> _WHAT YOU ARE ASKED TO DO_: Scan the data below and copy each line where "zester" occurs.

> _DATASET RECORDS_:
.....

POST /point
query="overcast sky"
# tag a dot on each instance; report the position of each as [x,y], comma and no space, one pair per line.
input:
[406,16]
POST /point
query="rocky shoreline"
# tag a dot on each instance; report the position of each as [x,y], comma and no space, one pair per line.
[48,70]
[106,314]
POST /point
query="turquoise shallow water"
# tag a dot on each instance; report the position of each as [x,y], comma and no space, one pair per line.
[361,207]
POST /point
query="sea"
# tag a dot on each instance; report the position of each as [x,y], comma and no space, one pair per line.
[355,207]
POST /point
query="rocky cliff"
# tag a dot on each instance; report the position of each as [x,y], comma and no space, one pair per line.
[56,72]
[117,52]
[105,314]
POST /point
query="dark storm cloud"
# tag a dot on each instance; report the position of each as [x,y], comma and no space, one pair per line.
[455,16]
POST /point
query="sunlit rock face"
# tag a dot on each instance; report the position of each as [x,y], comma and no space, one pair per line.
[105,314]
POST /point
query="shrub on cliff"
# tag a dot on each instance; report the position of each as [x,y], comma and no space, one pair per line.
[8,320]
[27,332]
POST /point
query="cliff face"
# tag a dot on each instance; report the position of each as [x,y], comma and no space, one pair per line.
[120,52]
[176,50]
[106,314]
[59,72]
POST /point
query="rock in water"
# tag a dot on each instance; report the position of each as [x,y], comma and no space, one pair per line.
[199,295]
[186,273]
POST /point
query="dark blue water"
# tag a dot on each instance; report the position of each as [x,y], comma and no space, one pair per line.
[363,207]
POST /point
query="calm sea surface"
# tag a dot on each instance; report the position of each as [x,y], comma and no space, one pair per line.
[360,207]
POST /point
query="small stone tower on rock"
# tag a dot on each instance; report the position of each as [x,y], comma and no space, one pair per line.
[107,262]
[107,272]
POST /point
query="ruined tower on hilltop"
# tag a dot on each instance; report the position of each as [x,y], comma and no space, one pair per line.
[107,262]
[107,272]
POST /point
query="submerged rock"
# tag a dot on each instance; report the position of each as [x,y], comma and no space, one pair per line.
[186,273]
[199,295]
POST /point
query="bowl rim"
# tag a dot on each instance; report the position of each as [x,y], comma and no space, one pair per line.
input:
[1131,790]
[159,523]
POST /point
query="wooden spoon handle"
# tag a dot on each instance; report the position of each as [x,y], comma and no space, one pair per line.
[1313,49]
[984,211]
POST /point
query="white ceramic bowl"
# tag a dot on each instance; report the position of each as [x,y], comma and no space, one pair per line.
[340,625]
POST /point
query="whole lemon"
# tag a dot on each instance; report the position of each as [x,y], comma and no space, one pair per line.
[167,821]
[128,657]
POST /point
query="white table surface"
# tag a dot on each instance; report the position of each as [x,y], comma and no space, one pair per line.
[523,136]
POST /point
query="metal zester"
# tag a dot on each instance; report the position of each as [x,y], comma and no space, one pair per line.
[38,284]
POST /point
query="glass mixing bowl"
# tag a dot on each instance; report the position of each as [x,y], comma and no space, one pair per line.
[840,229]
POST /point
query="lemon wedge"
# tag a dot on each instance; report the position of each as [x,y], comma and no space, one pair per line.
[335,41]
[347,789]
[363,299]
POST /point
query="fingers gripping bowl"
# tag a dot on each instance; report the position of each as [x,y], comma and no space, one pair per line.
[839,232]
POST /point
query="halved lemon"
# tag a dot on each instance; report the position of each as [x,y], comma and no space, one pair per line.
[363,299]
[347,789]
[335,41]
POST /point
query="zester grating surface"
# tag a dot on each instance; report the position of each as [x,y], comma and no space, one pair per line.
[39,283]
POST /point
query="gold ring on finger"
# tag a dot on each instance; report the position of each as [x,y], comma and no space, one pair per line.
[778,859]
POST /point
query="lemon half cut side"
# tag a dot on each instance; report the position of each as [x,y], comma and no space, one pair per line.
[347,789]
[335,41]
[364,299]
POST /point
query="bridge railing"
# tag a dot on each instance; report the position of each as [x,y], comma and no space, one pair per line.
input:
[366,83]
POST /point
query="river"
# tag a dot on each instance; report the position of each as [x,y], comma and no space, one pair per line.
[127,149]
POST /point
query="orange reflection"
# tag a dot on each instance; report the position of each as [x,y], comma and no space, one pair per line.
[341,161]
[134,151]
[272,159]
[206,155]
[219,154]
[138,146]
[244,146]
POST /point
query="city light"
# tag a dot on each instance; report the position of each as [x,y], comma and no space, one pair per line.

.....

> _FINISHED EXERCISE_:
query="metal zester"
query="zester grating surface"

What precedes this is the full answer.